→ **EXERCISE INSTRUCTIONS**
Write out the material again word for word, dropping any images it holds.

■ ■ ■

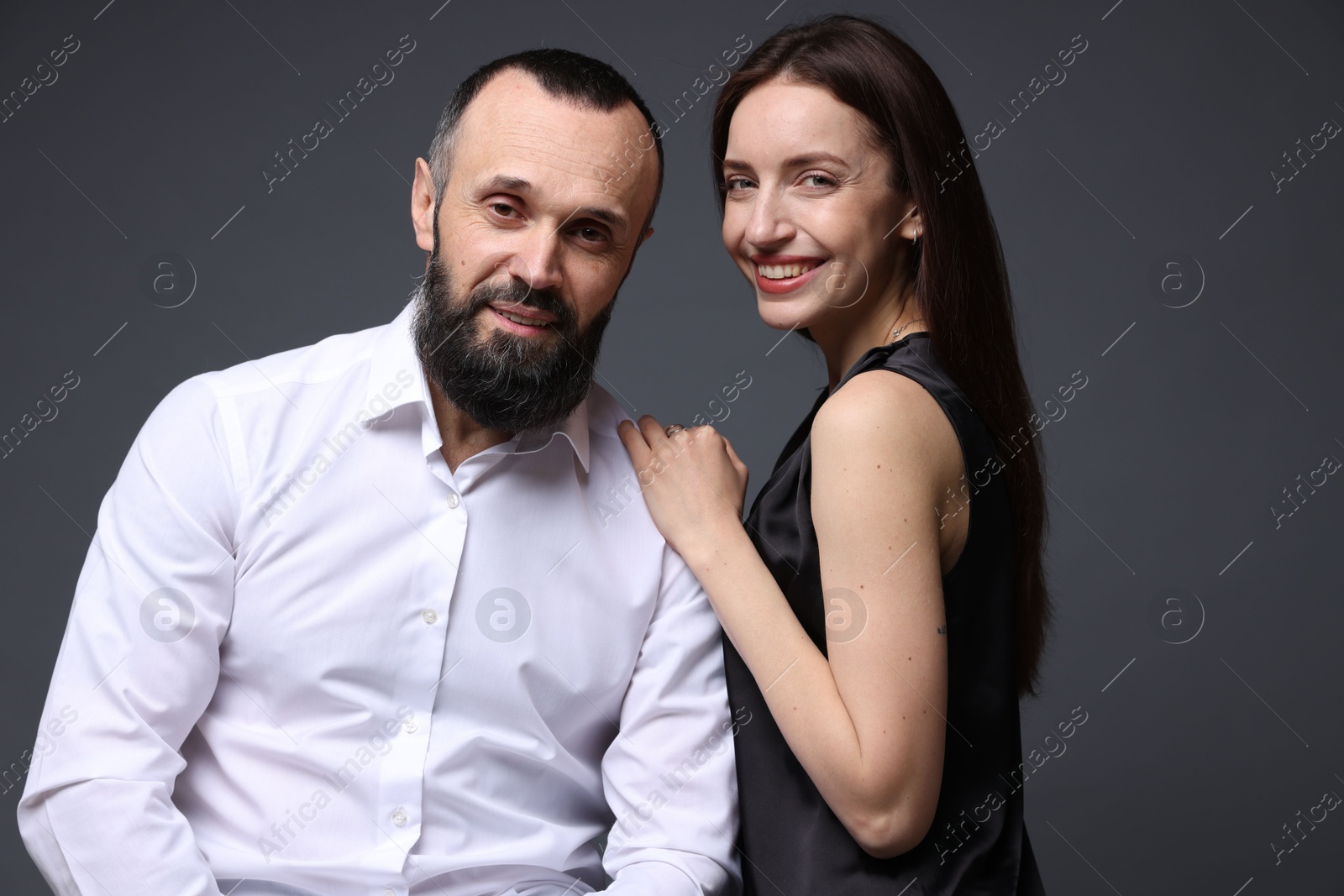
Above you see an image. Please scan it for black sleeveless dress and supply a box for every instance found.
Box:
[723,332,1044,896]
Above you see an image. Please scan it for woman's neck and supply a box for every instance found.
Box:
[808,286,927,390]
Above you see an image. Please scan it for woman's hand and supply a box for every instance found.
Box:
[616,414,748,560]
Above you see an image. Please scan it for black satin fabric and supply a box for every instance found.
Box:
[723,332,1044,896]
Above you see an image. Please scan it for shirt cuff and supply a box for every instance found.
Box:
[601,861,719,896]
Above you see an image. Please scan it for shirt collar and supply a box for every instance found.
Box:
[373,298,589,473]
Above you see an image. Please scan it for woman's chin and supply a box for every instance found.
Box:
[757,294,817,331]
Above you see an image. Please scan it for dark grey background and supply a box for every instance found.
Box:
[0,0,1344,896]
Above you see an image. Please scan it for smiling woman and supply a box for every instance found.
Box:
[621,16,1048,896]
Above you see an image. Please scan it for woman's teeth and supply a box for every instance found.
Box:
[757,262,817,280]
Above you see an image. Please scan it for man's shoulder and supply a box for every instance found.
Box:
[192,314,391,399]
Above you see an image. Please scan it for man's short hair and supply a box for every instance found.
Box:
[428,47,663,233]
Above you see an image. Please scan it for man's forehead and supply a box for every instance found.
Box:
[454,70,657,211]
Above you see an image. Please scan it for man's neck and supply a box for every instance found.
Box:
[426,379,515,473]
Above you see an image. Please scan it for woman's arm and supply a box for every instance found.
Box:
[621,371,963,857]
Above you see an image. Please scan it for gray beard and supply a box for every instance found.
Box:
[412,234,616,432]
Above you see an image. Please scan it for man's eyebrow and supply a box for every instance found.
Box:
[481,175,627,231]
[569,206,625,231]
[481,175,533,193]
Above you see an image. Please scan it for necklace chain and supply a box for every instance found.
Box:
[891,317,923,340]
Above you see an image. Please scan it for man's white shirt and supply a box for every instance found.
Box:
[18,304,750,896]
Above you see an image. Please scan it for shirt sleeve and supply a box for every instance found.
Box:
[18,376,238,896]
[602,547,742,896]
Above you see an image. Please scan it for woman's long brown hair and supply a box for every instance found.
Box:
[710,15,1051,696]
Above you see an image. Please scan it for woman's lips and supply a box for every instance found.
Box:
[753,258,824,294]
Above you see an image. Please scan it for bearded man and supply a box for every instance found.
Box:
[18,50,748,896]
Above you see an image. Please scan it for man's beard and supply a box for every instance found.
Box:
[412,229,616,432]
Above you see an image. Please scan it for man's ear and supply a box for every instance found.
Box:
[412,159,434,253]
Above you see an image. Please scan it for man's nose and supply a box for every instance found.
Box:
[496,220,563,291]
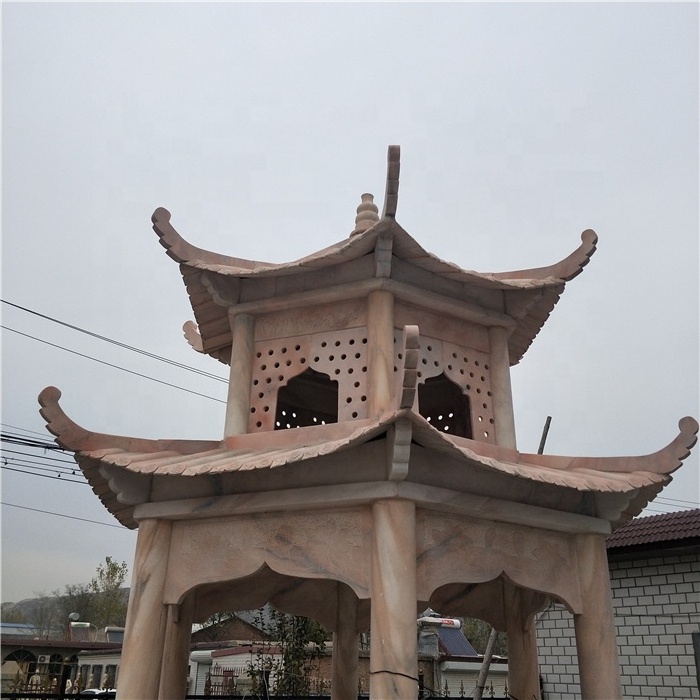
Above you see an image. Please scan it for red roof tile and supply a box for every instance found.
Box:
[605,508,700,549]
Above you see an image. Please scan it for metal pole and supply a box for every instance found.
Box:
[537,416,552,455]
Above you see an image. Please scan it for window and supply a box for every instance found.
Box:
[275,368,338,430]
[418,373,472,438]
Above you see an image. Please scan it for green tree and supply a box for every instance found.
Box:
[249,606,330,696]
[462,617,508,656]
[87,557,128,629]
[59,583,93,624]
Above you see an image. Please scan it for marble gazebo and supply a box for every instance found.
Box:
[40,146,698,700]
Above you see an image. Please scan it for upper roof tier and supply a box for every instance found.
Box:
[152,146,598,364]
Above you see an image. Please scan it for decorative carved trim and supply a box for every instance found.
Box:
[490,229,598,282]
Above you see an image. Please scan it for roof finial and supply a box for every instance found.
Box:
[350,192,379,236]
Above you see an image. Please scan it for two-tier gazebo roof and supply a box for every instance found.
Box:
[40,146,698,700]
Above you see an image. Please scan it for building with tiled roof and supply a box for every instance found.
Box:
[537,508,700,700]
[39,146,698,700]
[605,508,700,557]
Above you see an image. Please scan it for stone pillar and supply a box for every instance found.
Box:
[117,519,172,700]
[574,535,622,700]
[489,326,515,450]
[158,593,194,700]
[224,314,255,438]
[331,583,360,700]
[367,289,395,418]
[369,500,418,700]
[503,581,544,700]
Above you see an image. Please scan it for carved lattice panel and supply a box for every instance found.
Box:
[249,328,367,432]
[394,330,494,442]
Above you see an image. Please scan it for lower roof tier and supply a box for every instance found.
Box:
[39,387,698,528]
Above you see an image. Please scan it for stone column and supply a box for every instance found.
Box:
[367,289,394,418]
[489,326,515,450]
[503,581,544,700]
[158,593,194,700]
[117,519,172,700]
[331,583,360,700]
[369,499,418,700]
[574,535,622,700]
[224,314,255,438]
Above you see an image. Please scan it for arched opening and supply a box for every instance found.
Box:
[275,368,338,430]
[418,373,472,438]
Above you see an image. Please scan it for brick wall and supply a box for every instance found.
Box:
[537,554,700,700]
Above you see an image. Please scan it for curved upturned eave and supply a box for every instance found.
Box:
[40,387,698,527]
[153,208,597,365]
[152,207,598,290]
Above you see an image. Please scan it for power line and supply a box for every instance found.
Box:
[0,464,87,485]
[0,326,226,404]
[2,423,51,437]
[0,501,124,530]
[0,299,227,382]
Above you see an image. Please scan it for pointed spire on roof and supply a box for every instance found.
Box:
[350,192,379,236]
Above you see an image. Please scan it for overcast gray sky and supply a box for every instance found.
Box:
[2,2,700,601]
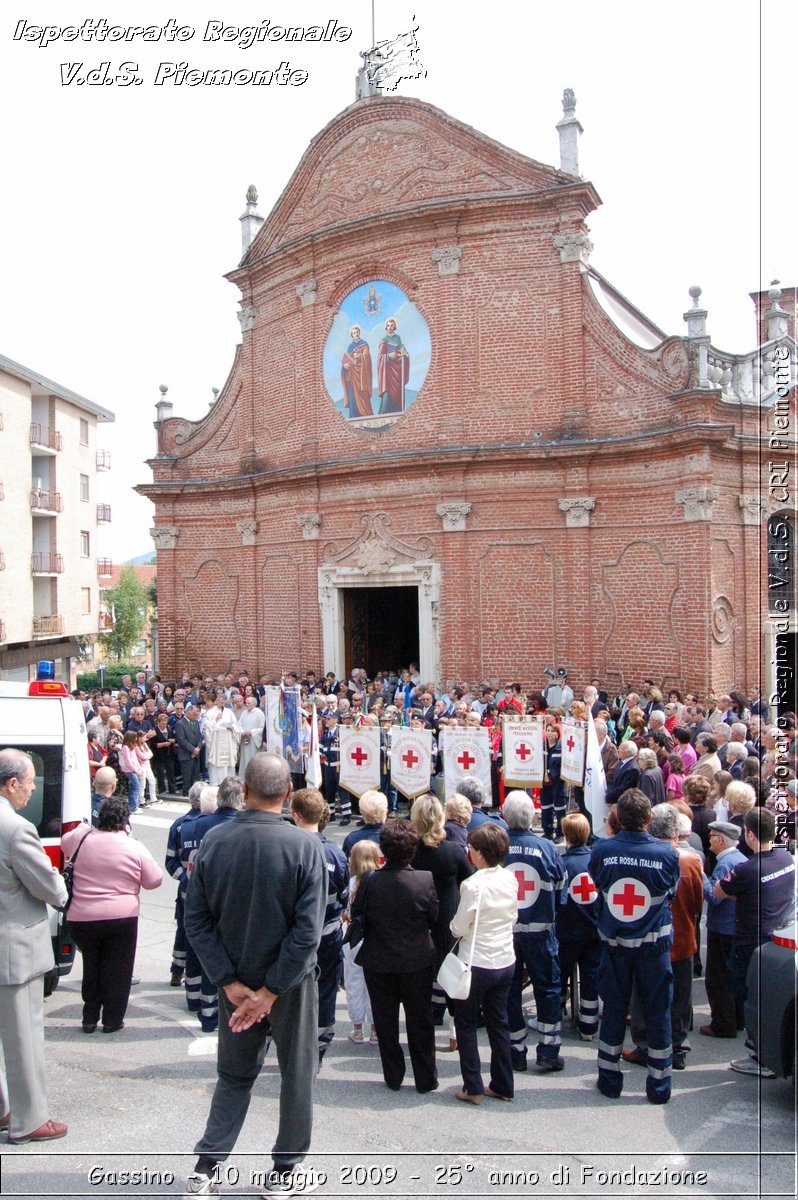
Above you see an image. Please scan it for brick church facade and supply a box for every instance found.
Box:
[139,94,796,691]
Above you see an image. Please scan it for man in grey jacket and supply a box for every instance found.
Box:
[0,750,66,1145]
[185,754,328,1196]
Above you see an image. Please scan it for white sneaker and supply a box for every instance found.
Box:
[182,1171,222,1200]
[728,1058,776,1079]
[260,1166,319,1200]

■ ■ ■

→ **COMPLETED TASK**
Above you see an image. Please scan it for black sleeveless dress and supply a box for every instance found.
Box:
[723,332,1044,896]
Above you see an image. Please scan it for woman's neck and supply a box for every instance found.
Box:
[808,286,927,390]
Above you see an image. Please scan it for woman's hand and supply a box for every instance found.
Box:
[616,414,748,560]
Above you see an image. Please scan it for black satin fabric and supply a box for every instance found.
Box:
[723,332,1044,896]
Above you see an image. Please scan it for shirt cuff and supply a box for every instance found.
Box:
[601,861,719,896]
Above you see an image. Please scan it for shirt collar and supply a box for every instance found.
Box:
[373,298,589,473]
Above you see an image. Please scan it for woman's chin and supply a box for every instance found.
Box:
[757,294,817,331]
Above you see an image. Please scan it for dark grey background and supply a box for every instance found.
Box:
[0,0,1344,896]
Above you see an image. Please scan it for smiling woman and supply a box for every instance found.
Box:
[621,16,1048,896]
Above you see an image. Please scan it for woman's teeth and supply a box for every instance found.
Box:
[757,262,817,280]
Above you see an image. Please scan it for man's shoulder and supply a box for every instance found.
Box:
[192,314,391,399]
Above you see an image. Please scan it for man's short hair and supply a box for every instance found.
Box:
[428,47,663,233]
Above you see an image. Please scan it for man's forehead and supply a box for every instance found.
Box:
[454,70,657,211]
Above you see an image. Please scan it for man's neck and supply a box for every instance found.
Box:
[426,379,515,473]
Above you see an image. Please scan it for woman's arm and supply a box for every instance found.
Box:
[621,371,963,857]
Above you see an image. Please scan it for gray beard and supply a box for every instance found.
Box:
[412,234,616,432]
Above you see an image. Please scan it for man's eyebrow and supply a box for every instance found.
Box:
[481,175,627,231]
[569,206,625,231]
[481,175,533,193]
Above you see an image. Please scan it for necklace chain and supply a box for every instance found.
Box:
[891,317,923,340]
Above you see an image. Please scan it for man's white shirt and supply a box for every instance found.
Box:
[18,304,750,896]
Above you see an image. Please scan it for shirt sleeve and supply a box for every instance found.
Box:
[18,376,238,896]
[602,547,742,896]
Above you see an image. Please scan it for woman's long brown hair and supply a box for every instance found.
Box:
[710,15,1051,696]
Above you see an image. Please scan it for woman's lips and supply a box for every instance found.
Box:
[753,258,824,294]
Above you see an image. Please scan it for bearded man and supply a box for every instance found.
Box:
[18,50,748,896]
Above you see an image. Please scan it for man's beard and supply a box for every instance found.
Box:
[412,229,616,432]
Above you see an image. Please scan it for man's ear and supply a box for every instance found.
Box:
[412,159,434,253]
Above you see an image. Please scan it for man's nose and supply a box for every instance found.
Box:
[496,220,563,291]
Above you see an image. Please scan it for red roof tile and supply a box for every instance found.
Box:
[605,508,700,549]
Above you see an image. Please scan it for metal pole and supply a box for every instance found.
Box:
[537,416,552,455]
Above you see an image. Please scan it for window and supply a box for every instance found.
Box:
[275,368,338,430]
[418,373,472,438]
Above you see an image. Please scan it for green tree and supply a box for every instance found.
Box:
[249,606,330,696]
[462,617,508,656]
[87,557,128,629]
[59,583,93,624]
Above you see an image. Please scan it for marble gazebo and supply a box for every instance found.
Box:
[40,146,698,700]
Above you see an image. Please scan it for upper roof tier and supply a box for every instance found.
Box:
[152,146,598,364]
Above you see an image. Please scan it for decorative carved trim and supply a box for every instance found.
Box:
[490,229,598,282]
Above you see an image. Please scan it for roof finial and supply a box for every instance found.
Box:
[350,192,379,236]
Above you see an image. Please scan it for two-tier gazebo roof and supply a box for every instance found.
Box:
[40,146,698,700]
Above you see an image. Please scan it for building with tiled roof and supply a box for every instance found.
Box:
[537,508,700,700]
[39,146,698,700]
[605,508,700,557]
Above you see an image. Please scan it for stone pillar and supply a box for every instance found.
Box:
[117,519,172,700]
[574,535,622,700]
[489,326,515,450]
[158,593,194,700]
[224,314,255,438]
[331,583,360,700]
[367,289,395,418]
[369,500,418,700]
[503,581,544,700]
Above you see an image. Please scan it for carved lattice panel and supply a box for every instance found.
Box:
[249,328,367,432]
[394,330,494,442]
Above you see an image. Please scan it for lower roof tier and supply a box for every instance found.
Box:
[39,387,698,528]
Above you see an image. Please scan it for stone column and supply a box for every instance found.
Box:
[367,289,394,418]
[489,326,515,450]
[503,581,544,700]
[158,593,194,700]
[117,519,172,700]
[331,583,360,700]
[369,499,418,700]
[574,535,622,700]
[224,314,255,438]
Above you see an image. Please scan it for arched opening and supply a box for every instance found.
Box:
[275,368,338,430]
[418,373,472,438]
Above you see an image. Please scan it for brick wall and supply a box for every instance found.
Box:
[537,554,700,700]
Above you see an image. Please scan it for curved upturned eave and supply a box for every instance found.
Box:
[40,387,698,527]
[153,208,597,365]
[152,207,598,290]
Above you see an image. Please scan it for power line and supply a box for every instance found.
Box:
[0,464,87,485]
[0,326,226,404]
[2,423,51,437]
[0,501,124,530]
[0,299,227,382]
Above you see an image. Please scan it for pointed spire on roof and supply a box for every instance found.
Box:
[350,192,379,236]
Above you see an image. Please scan it for overcast gray sky and supply a box for every instance found.
Box:
[2,2,700,601]
Above you see an image. Please scan it for brick church facade and supply a box for every instance found.
Box:
[139,94,796,691]
Above you see an image. Please scan it for man in grey jacket and supply a box for every instance found.
Box:
[0,750,66,1145]
[185,754,328,1196]
Above you see an image. Please scan it for white sneaker and supply a box for every instance found.
Box:
[182,1171,222,1200]
[728,1058,776,1079]
[260,1166,319,1200]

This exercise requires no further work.